── PROVIDED DATA

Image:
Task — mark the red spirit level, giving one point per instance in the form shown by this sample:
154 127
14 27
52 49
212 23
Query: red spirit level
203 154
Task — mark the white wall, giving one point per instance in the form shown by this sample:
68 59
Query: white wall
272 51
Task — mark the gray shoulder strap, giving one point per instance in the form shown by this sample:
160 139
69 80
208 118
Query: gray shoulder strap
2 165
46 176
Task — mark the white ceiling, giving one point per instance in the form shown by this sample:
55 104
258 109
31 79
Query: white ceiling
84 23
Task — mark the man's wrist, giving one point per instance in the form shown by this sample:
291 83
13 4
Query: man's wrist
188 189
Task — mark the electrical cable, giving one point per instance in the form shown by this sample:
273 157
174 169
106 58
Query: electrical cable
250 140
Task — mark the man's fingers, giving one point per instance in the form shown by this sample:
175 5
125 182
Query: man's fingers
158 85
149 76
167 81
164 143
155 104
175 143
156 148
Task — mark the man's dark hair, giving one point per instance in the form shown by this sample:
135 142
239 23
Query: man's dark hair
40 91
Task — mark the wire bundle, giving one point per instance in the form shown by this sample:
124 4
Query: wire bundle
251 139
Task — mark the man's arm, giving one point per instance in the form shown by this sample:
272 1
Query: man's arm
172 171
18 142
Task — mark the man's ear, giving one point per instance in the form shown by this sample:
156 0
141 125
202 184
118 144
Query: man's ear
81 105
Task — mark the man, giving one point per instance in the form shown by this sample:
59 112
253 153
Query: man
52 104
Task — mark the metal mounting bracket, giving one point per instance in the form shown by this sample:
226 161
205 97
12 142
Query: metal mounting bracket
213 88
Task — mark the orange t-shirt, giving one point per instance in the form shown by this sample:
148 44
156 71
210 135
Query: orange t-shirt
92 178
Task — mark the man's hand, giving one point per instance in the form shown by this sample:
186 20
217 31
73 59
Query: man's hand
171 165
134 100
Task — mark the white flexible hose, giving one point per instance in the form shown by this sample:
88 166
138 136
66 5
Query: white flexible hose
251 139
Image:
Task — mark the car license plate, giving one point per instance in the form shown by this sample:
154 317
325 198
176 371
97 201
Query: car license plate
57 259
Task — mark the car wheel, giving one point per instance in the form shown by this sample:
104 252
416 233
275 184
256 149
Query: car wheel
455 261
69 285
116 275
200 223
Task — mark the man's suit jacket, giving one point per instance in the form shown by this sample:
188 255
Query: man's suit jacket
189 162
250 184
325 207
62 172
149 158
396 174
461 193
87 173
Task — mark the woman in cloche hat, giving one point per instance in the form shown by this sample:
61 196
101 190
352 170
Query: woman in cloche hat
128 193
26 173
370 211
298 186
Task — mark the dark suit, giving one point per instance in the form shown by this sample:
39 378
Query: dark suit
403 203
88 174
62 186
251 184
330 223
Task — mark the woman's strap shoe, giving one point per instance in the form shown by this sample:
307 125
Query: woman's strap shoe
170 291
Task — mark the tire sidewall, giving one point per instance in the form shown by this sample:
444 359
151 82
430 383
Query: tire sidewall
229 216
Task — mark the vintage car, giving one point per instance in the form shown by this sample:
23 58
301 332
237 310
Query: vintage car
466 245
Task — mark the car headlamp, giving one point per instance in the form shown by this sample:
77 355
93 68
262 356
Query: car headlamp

────

*WHAT YOU WILL DO*
Would you restate the entries word for word, omitting none?

*RESPONSE AREA*
Image:
Task — mark the red spirit level, giving one point per instance in the form shown by this sample:
154 127
14 27
52 49
212 23
Query: red spirit level
203 154
Task — mark the white wall, giving one point per instance in the form shown by this sample:
68 59
Query: white wall
272 51
Task — mark the gray shoulder strap, giving one point per instance in the form shown by this sample:
160 139
69 80
208 118
Query: gray shoulder strap
2 165
46 176
Task — mark the white ceiling, giving one point per instance in the form shown by this sample:
55 104
258 109
31 79
Query: white ceiling
84 23
Task — mark the man's wrist, giving one point per instance in the form shown by this sample:
291 83
13 4
Query: man's wrist
188 189
Task — mark the electrical cable, giving one point per instance in the form shown by this sample:
273 157
174 169
106 58
Query: electrical cable
250 140
Task — mark the man's fingers, giving one point per instance in the form shown by this sample:
175 5
125 182
Query: man's fingers
158 85
149 76
167 81
164 143
155 104
175 143
156 148
Task — mark the man's dark hair, giving one point per instance in the form shown by this sample:
135 142
239 23
Query: man's dark hair
40 91
Task — mark the wire bundle, giving one point per instance in the form shown by this sample:
124 4
Query: wire bundle
251 139
Task — mark the man's arm, giving one point per instance in the form shown by this sample:
272 1
Query: man's arm
172 171
18 142
Task — mark the man's ear, giving one point per instance in the form shown by this sample:
156 0
141 125
202 184
118 144
Query: man's ear
81 105
Task — mark the man, giving one point per instance in the form shown by this sample:
59 112
253 153
Query: man
52 104
Task — mark the metal mounting bracket, giving one point per instance in the form shown by this sample:
226 161
205 97
12 142
Query: metal mounting bracket
213 88
Task — mark the orange t-shirt, giving one point per instance in the form shown by this sample:
148 44
156 71
210 135
Query: orange t-shirt
92 178
Task — mark the man's hand, giving one point per instance in the form shown by this sample:
186 20
217 31
73 59
Query: man's hand
171 165
134 100
Task — mark the white flexible hose, giving one point per instance in the form shown by this sample:
88 166
138 136
66 5
Query: white flexible hose
251 139
Image:
Task — mark the car license plate, giving one point per instance in the form shown by this sample:
154 317
325 198
176 371
97 201
Query: car license plate
57 259
Task — mark the car wheel, giving one point per instance in the form shown by this sample:
104 252
416 233
275 184
256 149
Query: car wheel
455 261
69 285
116 275
200 223
Task — mark the man's suit jacket, giving one point per instance in the form shown by this sample:
188 255
Query: man's suit jacket
189 162
250 184
325 207
62 172
149 158
396 174
461 193
87 173
Task — mark the woman in cloche hat, giving one point per instance in the form shown by this sample:
61 196
101 190
352 170
Query: woman in cloche hat
128 193
26 173
370 211
298 186
Task — mark the dark suit, giving one point per instance in the form shown by this sample:
39 378
Query: dark suit
403 203
88 174
62 186
251 184
330 223
Task — mark the woman's strap shoe, giving one point per instance in the form shown by this sample:
307 125
Query: woman's strap shoe
170 291
Task — mark the tire sidewall, giving one point per instance in the form shown by this sample:
444 359
151 82
430 383
Query: tire sidewall
229 216
Task — mark the vintage car, giving one point per instance in the form shown by this sample:
23 58
301 332
237 310
Query: vintage car
466 245
Task — mark the car headlamp, giving one point per instance in the form shown by this sample:
77 355
93 68
262 356
Query: car headlamp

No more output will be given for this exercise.